ABOUT THIS TASK:
Only the lines from the one containing "I bet you can't find the mossy" through the last line of the material should be returned, each exactly as it stands.

DATA TO PROCESS:
•••••

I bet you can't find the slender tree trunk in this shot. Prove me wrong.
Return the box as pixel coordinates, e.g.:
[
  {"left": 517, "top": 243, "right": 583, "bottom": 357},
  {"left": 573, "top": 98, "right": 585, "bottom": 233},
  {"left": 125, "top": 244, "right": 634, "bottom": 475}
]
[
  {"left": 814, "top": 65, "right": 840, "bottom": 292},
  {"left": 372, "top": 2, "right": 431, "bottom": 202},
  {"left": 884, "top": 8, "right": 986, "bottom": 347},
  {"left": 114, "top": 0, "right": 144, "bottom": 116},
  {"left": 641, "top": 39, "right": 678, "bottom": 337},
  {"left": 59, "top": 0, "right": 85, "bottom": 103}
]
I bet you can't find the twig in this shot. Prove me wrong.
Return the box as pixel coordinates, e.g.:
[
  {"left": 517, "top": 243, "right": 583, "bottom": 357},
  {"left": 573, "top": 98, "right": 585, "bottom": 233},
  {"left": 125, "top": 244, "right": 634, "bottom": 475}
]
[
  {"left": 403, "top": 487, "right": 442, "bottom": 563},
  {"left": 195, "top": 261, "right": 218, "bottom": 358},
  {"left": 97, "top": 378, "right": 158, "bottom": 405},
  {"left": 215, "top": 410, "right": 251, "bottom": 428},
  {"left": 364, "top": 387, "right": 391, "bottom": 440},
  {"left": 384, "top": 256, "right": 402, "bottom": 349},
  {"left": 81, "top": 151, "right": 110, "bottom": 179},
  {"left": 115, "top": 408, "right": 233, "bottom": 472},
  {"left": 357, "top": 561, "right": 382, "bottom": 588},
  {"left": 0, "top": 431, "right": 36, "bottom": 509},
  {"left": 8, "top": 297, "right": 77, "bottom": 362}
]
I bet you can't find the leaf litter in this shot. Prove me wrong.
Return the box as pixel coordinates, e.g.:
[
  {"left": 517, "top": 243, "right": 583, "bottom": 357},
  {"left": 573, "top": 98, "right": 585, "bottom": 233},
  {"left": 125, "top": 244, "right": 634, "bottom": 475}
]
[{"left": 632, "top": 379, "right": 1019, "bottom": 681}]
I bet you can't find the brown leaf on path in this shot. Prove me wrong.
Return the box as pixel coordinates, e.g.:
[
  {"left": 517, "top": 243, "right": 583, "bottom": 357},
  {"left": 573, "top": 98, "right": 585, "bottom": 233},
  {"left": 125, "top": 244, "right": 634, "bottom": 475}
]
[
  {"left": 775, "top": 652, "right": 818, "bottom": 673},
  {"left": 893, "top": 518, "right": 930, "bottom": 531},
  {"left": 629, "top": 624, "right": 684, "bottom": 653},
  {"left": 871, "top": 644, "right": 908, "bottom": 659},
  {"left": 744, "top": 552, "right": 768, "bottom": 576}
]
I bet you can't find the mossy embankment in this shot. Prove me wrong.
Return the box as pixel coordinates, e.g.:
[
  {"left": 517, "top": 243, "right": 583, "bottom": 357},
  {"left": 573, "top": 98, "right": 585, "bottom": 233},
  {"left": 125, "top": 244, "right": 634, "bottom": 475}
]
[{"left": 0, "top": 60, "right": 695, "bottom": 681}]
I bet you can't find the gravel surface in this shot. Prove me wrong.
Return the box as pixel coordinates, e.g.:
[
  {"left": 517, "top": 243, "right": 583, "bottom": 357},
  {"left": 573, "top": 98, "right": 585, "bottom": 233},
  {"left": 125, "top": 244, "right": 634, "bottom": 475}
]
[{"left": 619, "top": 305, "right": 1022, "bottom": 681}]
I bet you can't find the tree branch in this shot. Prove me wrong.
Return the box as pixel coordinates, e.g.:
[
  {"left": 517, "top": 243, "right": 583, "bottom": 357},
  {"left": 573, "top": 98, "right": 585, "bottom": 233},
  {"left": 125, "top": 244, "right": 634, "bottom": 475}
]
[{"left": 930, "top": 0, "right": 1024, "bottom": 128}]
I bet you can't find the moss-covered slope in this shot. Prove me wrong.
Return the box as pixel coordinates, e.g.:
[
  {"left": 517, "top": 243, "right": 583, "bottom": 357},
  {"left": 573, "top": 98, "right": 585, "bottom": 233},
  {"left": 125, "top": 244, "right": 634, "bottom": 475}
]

•••••

EXERCISE RESULT:
I bet you can't find the mossy embankment in this shot. Prove me wrong.
Return the box as pixel coordinates, e.g.:
[
  {"left": 517, "top": 243, "right": 583, "bottom": 357},
  {"left": 573, "top": 98, "right": 585, "bottom": 233},
  {"left": 125, "top": 244, "right": 634, "bottom": 475}
]
[{"left": 0, "top": 60, "right": 695, "bottom": 681}]
I bet you can't find the gravel surface in this shot. Prove me wrong.
Return the box as pixel coordinates, e.g.:
[
  {"left": 517, "top": 243, "right": 583, "bottom": 357},
  {"left": 573, "top": 98, "right": 585, "bottom": 233},
  {"left": 125, "top": 244, "right": 634, "bottom": 475}
]
[{"left": 619, "top": 305, "right": 1022, "bottom": 681}]
I bet you can't find the tree branch in this shot. Prove me wrong.
Return the box as pixel coordinates, e.g.:
[
  {"left": 517, "top": 243, "right": 583, "bottom": 357},
  {"left": 573, "top": 98, "right": 585, "bottom": 233},
  {"left": 125, "top": 244, "right": 634, "bottom": 475}
]
[{"left": 930, "top": 0, "right": 1024, "bottom": 128}]
I bet you can't find the moss-covered slope in this shot. Prove me wrong.
Return the box as pixel coordinates, e.g.:
[
  {"left": 517, "top": 243, "right": 583, "bottom": 357},
  {"left": 573, "top": 98, "right": 585, "bottom": 233},
  {"left": 125, "top": 244, "right": 634, "bottom": 475}
]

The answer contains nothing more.